• _DOCUMENTTEKST_:
---*---

Commissie voor Openbare Werken, Mobiliteit en Energie Vergadering van 06/11/2007
Mevrouw de voorzitter, mijnheer de minister, collega´s, deze week kwam het nieuws in de media dat er te veel instappers zijn in de kleuterklassen. 2,5-jarige kleuters zijn massaal ingeschreven en onze kleuterklasjes zijn overbevolkt. De cijfers wijzen uit dat 1 op de 5 scholen geconfronteerd wordt met kleuterklasjes met meer dan 40 kleuters. Dat is een nijpend probleem, mijnheer de minister, en het is terecht dat daar nogal wat ophef over wordt gemaakt in de kranten.

---*---

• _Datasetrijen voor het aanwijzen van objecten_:
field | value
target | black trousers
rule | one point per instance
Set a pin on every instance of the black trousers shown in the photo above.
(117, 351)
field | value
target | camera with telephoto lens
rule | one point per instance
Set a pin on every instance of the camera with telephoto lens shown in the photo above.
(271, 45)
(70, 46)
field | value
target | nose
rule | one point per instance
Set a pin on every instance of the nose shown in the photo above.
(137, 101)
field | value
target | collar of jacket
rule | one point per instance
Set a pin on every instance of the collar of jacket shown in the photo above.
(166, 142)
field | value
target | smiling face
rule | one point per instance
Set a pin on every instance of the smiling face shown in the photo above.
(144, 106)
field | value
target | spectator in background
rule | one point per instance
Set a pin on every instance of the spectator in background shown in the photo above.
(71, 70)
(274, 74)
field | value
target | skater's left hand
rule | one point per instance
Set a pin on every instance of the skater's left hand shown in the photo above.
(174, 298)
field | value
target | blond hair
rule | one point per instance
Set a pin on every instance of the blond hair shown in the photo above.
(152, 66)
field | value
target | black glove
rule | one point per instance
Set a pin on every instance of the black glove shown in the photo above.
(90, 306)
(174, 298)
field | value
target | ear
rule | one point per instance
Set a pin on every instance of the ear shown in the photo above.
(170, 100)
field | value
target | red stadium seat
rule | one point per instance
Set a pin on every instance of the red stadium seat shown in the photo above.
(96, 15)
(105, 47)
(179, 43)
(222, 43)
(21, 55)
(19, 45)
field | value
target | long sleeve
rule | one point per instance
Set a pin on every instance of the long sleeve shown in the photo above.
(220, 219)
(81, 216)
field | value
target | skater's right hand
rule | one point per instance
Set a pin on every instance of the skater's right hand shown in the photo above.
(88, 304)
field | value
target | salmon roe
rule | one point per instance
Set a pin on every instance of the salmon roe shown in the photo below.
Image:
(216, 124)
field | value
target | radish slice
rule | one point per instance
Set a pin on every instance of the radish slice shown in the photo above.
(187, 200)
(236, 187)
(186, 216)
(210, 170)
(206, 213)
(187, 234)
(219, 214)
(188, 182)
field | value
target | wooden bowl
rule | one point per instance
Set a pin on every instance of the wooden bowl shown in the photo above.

---*---

• _OPDRACHTEN_:
1. Kun je uit de tekst over de overvolle kleuterklassen letterlijk citeren, te beginnen bij "Commissie voor Openbare" en door tot en met "in de kranten."?
2. Hoe gaat de tekst over de overvolle kleuterklassen verder? Zet hem voort vanaf het punt waar hij nu ophoudt.
De items hebben niets te maken met de tekst over de overvolle kleuterklassen.

• _RESULTATEN_:
1.
Commissie voor Openbare Werken, Mobiliteit en Energie Vergadering van 06/11/2007
Mevrouw de voorzitter, mijnheer de minister, collega´s, deze week kwam het nieuws in de media dat er te veel instappers zijn in de kleuterklassen. 2,5-jarige kleuters zijn massaal ingeschreven en onze kleuterklasjes zijn overbevolkt. De cijfers wijzen uit dat 1 op de 5 scholen geconfronteerd wordt met kleuterklasjes met meer dan 40 kleuters. Dat is een nijpend probleem, mijnheer de minister, en het is terecht dat daar nogal wat ophef over wordt gemaakt in de kranten.

2.
Toeval of niet, in oktober 2007 hebben wij daarover een debat gevoerd in de commissie. De heer Tavernier heeft u toen een vraag om uitleg gesteld over de grote kleuterklassen. Ik wil vandaag geen debat voeren over het grote gelijk, maar de feiten bewijzen dat er iets aan de hand is.
Ik wil evenmin de technische discussie voeren dat we in het oude systeem met 138 kleuters recht hadden op 147 lestijden en in het nieuwe systeem op 144. We mogen ons niet vastpinnen op voorbeelden en rekenkundige formules waarbij iedereen toch zijn gelijk probeert aan te tonen. We moeten voortgaan op de feiten en een oplossing proberen te bieden voor het probleem dat zich in de praktijk voordoet.
In uw antwoord op de vraag van de heer Tavernier maakte u terecht melding van het feit dat de inspanningen van u en van de Vlaamse Regering ter zake niet gering zijn. De middelen zijn bijna verdubbeld en het aantal lesuren is aanzienlijk verhoogd. Wij juichen dat toe. Dat komt voor een deel tegemoet aan de noden in het kleuteronderwijs.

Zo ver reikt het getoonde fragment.